Aim of the exercise -
Print each record below precisely, with every picture left out of the copy.

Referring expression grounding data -
--------

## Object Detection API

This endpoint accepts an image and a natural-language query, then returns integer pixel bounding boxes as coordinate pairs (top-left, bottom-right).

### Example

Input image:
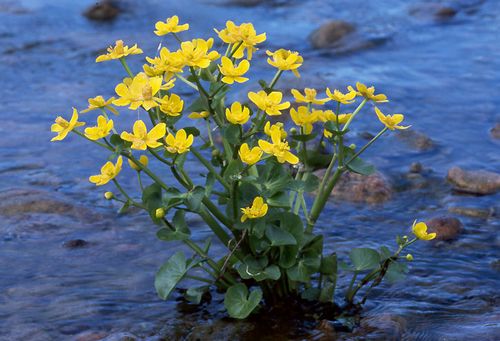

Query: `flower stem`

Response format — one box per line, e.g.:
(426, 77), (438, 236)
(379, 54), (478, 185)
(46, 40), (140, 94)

(119, 58), (134, 77)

--------

Exercise answer -
## Object Detection API

This endpoint accepts an image and a natural-language query, then returns integer pixel bounding boxes as coordinate pairs (top-left, bottom-right).

### Example

Input image:

Query: `flower stem`

Response format — one box per line, e.g.:
(426, 77), (438, 236)
(379, 54), (478, 185)
(46, 40), (140, 94)

(119, 58), (134, 77)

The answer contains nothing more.